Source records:

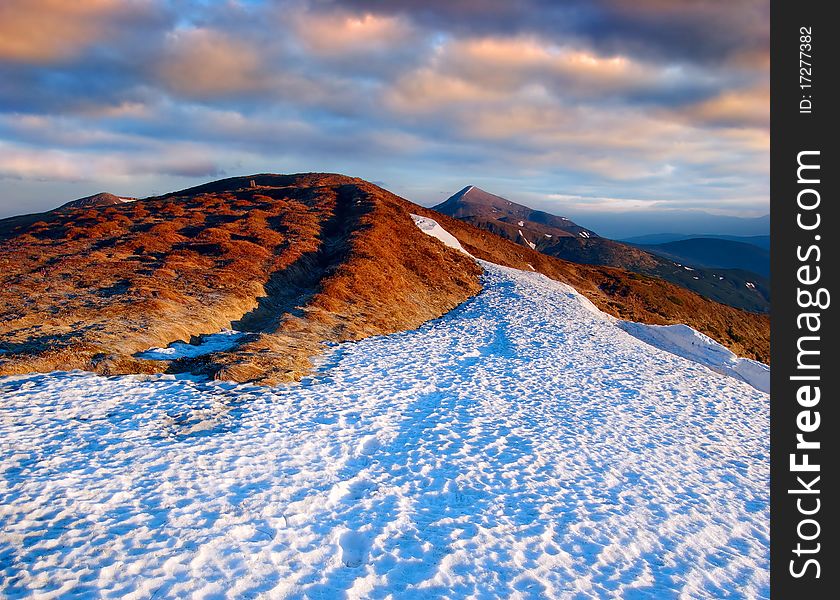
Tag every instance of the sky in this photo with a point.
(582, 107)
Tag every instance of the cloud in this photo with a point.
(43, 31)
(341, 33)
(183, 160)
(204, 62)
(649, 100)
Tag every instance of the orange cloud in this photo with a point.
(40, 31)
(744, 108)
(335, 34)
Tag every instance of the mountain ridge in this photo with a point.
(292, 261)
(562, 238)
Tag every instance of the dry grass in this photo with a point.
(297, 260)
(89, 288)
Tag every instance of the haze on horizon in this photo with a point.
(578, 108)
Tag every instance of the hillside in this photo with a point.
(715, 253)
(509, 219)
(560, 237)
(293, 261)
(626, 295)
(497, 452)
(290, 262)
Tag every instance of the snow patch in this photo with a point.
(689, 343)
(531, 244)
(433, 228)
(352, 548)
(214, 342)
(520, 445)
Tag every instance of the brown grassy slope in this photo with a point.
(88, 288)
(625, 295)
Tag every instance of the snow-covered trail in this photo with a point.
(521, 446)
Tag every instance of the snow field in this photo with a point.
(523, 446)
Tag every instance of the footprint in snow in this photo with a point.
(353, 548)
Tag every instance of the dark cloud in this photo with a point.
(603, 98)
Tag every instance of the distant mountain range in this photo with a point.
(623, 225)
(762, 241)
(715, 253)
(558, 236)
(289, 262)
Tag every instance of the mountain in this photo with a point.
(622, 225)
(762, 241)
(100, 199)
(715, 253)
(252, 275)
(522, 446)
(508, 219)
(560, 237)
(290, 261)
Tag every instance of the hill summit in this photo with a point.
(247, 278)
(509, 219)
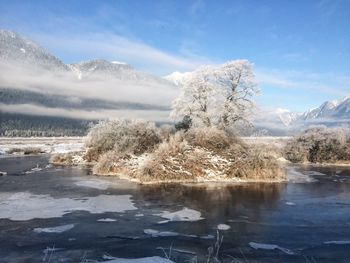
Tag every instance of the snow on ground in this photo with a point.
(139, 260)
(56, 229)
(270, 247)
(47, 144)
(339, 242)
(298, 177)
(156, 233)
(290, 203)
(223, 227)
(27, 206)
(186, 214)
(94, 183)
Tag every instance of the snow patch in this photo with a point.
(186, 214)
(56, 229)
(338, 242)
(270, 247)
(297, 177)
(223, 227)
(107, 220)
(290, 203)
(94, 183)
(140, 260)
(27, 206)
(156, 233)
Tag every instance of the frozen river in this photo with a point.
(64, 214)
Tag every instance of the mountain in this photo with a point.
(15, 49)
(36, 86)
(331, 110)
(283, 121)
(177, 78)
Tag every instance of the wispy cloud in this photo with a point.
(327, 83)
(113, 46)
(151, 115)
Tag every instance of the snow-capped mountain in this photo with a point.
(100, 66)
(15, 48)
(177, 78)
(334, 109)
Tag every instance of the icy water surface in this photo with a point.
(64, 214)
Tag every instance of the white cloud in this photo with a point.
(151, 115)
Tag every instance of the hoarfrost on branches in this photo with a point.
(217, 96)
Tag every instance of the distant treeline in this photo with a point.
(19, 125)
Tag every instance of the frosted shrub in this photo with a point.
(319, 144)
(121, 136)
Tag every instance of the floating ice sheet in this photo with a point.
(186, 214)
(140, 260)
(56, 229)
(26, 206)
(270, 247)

...

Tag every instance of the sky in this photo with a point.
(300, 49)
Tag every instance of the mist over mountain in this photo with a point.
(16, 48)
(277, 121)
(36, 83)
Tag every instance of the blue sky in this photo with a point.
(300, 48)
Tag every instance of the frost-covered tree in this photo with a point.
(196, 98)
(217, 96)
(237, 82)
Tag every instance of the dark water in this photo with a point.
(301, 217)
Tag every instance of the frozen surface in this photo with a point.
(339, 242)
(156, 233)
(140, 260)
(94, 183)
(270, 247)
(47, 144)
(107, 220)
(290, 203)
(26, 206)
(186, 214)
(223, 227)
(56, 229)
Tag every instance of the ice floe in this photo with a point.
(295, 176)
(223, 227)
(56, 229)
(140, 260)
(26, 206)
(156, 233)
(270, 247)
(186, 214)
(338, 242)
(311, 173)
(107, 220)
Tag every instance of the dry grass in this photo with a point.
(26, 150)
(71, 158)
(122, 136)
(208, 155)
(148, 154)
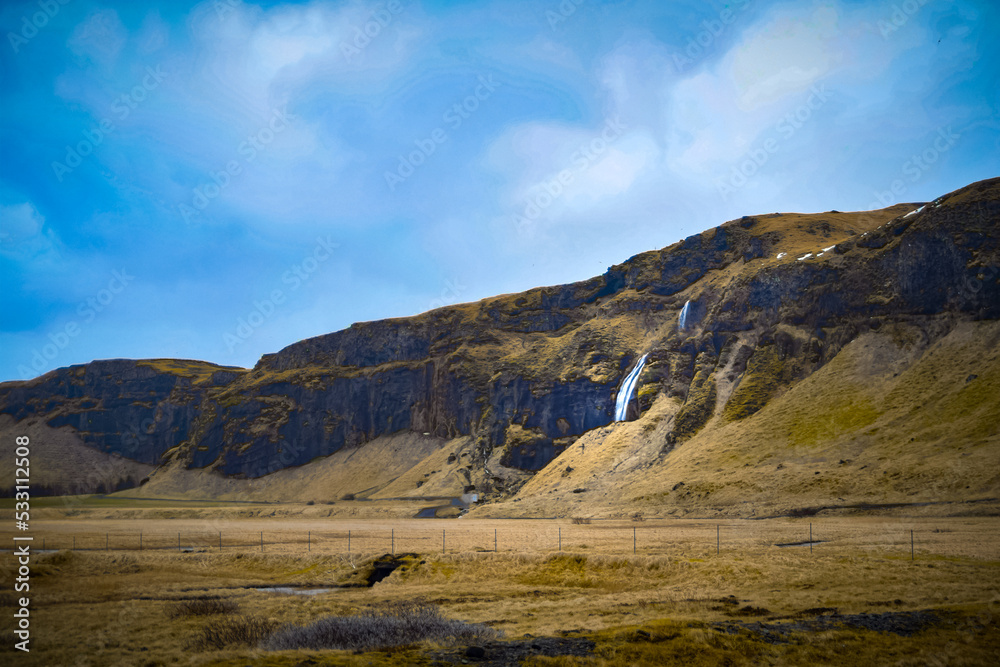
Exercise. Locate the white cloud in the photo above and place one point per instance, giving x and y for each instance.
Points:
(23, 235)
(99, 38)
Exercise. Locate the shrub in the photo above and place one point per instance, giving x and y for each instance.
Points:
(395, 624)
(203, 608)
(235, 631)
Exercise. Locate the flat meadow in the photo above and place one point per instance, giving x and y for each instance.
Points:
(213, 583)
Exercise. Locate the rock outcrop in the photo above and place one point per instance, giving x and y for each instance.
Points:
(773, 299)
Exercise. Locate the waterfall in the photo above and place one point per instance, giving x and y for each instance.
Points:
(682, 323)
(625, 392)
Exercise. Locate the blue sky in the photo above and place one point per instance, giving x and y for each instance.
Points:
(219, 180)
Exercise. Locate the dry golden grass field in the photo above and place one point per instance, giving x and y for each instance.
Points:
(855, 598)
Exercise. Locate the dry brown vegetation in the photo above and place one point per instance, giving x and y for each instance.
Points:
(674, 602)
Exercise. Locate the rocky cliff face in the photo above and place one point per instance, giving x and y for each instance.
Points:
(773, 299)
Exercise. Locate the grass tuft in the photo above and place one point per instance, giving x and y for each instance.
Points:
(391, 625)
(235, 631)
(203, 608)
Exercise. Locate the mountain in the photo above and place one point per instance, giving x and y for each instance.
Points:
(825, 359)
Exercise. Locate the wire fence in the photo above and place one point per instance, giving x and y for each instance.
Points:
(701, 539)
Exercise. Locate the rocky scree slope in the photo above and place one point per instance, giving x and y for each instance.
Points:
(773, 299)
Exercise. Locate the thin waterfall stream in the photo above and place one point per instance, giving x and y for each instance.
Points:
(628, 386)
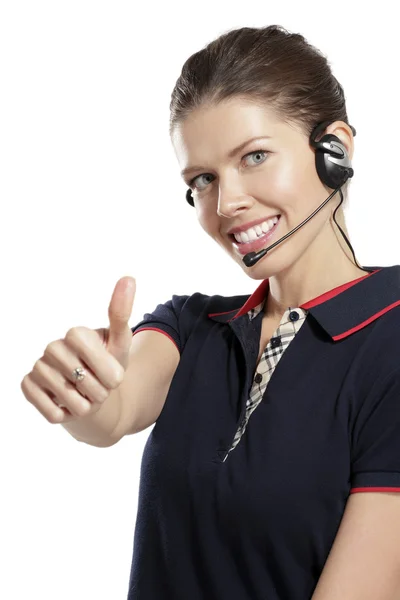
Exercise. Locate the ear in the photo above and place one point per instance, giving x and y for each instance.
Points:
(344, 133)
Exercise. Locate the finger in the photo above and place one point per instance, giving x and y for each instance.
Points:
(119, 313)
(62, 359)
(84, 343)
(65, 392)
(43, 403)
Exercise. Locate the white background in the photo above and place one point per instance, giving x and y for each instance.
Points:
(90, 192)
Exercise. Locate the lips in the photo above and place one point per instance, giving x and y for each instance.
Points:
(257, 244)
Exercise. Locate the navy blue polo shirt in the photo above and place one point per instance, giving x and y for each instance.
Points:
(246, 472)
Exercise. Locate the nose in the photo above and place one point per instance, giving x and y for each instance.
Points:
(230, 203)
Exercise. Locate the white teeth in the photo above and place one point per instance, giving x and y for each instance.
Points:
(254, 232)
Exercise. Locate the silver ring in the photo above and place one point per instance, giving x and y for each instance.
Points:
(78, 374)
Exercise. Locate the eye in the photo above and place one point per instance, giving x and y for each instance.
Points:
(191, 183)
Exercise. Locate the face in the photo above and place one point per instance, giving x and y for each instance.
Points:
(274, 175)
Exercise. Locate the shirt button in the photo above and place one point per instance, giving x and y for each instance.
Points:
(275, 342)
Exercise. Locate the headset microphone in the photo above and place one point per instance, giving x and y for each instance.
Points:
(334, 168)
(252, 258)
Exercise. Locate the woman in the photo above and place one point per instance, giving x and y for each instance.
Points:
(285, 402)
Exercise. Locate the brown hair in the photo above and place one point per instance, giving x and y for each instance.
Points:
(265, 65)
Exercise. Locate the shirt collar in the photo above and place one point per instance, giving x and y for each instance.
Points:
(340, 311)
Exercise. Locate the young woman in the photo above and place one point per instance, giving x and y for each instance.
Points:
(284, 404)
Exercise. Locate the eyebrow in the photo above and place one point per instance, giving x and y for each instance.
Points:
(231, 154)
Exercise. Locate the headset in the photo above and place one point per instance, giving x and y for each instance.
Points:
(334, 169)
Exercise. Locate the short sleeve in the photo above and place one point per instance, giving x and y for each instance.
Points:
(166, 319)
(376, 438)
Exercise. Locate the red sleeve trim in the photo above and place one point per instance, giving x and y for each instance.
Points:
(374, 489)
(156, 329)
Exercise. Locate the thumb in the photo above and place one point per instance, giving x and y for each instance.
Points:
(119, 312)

What the task asks: Please give an exact copy of the entries above, from the line with "Exercise. Locate the lips" down to the line with "Exercise. Locate the nose", inclusive, and nothing else.

Result for this task:
Exercise. Locate the lips in the photo above and place one point per instance, giving x and y for each instance.
Points:
(257, 244)
Exercise. Locate the navy blue polo shirt in the photo above and place one point per instance, giving x and y for each instance.
Points:
(246, 472)
Exercise. Locate the nose in the photo above and place one point per instance, giving x and y for each instance.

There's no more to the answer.